▶ **GIVEN REQUEST**: Pull out every line in the listing below that contains the word "body", and copy each of those lines unchanged.

▶ **TASK INPUT**:
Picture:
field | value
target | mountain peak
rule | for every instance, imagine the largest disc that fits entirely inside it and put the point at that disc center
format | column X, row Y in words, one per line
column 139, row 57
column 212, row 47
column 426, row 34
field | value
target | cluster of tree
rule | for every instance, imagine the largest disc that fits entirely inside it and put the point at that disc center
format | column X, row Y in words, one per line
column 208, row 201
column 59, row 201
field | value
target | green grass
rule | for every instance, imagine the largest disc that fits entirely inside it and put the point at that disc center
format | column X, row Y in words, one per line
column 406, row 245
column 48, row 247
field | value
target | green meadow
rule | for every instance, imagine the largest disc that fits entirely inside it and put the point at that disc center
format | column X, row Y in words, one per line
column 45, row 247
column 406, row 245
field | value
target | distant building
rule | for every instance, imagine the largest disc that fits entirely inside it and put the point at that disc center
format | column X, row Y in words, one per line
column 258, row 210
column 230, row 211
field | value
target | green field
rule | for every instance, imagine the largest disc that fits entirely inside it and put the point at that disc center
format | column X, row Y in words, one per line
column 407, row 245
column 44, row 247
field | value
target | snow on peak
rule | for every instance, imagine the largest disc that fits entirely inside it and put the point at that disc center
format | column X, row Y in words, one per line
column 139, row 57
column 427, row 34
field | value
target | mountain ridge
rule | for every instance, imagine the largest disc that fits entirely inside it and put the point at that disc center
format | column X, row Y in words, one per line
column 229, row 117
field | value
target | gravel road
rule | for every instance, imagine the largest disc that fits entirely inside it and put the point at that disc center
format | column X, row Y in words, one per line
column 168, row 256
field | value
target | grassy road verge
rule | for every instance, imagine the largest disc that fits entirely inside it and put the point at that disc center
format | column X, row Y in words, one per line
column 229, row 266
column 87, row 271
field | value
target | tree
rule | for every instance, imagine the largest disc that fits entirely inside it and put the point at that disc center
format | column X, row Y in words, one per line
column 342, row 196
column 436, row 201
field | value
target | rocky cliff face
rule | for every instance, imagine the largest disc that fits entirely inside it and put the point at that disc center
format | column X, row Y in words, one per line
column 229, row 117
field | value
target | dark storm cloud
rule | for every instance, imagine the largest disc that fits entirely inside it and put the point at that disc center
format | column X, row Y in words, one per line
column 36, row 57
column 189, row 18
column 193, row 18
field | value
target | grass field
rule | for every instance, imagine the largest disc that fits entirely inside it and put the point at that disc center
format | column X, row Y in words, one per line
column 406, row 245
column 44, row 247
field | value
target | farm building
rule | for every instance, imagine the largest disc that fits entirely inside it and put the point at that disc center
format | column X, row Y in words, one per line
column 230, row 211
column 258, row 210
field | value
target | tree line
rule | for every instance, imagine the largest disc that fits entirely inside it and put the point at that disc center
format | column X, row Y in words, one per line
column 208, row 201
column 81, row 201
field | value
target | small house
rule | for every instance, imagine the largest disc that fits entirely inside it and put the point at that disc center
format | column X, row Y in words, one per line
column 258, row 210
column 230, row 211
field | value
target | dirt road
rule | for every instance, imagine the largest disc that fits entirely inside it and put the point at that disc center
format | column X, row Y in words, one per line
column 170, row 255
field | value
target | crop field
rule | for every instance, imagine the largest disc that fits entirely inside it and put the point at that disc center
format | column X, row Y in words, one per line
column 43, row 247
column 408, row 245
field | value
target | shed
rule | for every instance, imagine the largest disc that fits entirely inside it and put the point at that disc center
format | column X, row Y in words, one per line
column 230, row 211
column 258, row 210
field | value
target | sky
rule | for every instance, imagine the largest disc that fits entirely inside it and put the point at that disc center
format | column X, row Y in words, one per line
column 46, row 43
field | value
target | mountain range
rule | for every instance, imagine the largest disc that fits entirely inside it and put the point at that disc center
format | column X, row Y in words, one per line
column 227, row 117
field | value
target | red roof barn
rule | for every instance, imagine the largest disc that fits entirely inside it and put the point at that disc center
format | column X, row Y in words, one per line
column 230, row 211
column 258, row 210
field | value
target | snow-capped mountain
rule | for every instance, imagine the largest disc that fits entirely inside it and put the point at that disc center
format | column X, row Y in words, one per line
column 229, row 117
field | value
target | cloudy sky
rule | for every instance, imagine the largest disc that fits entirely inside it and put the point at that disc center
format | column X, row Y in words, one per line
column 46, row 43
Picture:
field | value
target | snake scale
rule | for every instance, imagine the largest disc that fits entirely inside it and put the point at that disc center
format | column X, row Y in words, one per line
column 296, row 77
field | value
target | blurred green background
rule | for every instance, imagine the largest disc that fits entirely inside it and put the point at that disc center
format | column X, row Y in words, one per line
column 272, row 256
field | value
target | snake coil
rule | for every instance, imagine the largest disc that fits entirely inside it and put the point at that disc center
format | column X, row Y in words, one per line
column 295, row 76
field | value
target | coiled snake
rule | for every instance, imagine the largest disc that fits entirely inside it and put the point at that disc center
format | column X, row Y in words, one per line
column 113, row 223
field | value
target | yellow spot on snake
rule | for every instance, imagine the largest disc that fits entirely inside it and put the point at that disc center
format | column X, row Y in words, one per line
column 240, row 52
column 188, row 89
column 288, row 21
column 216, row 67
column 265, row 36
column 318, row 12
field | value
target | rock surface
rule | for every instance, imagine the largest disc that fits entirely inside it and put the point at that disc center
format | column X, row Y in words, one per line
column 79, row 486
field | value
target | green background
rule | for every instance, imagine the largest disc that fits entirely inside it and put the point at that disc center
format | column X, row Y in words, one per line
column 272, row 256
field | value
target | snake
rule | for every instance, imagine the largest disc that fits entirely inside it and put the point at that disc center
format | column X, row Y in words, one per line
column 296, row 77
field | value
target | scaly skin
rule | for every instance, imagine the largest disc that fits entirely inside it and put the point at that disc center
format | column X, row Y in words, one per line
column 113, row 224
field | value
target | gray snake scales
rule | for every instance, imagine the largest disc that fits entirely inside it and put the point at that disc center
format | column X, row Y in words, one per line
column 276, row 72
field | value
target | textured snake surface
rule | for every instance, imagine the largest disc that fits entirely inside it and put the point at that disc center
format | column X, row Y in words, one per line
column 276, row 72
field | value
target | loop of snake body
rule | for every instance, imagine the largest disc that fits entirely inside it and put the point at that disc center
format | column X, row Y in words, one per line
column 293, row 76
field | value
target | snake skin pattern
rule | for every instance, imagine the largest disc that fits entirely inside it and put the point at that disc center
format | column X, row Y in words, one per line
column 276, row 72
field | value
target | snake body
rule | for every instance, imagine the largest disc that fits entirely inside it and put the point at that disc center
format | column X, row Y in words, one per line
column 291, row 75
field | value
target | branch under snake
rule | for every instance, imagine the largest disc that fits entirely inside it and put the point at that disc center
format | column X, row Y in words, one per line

▶ **CORRECT ANSWER**:
target | loop of snake body
target | snake body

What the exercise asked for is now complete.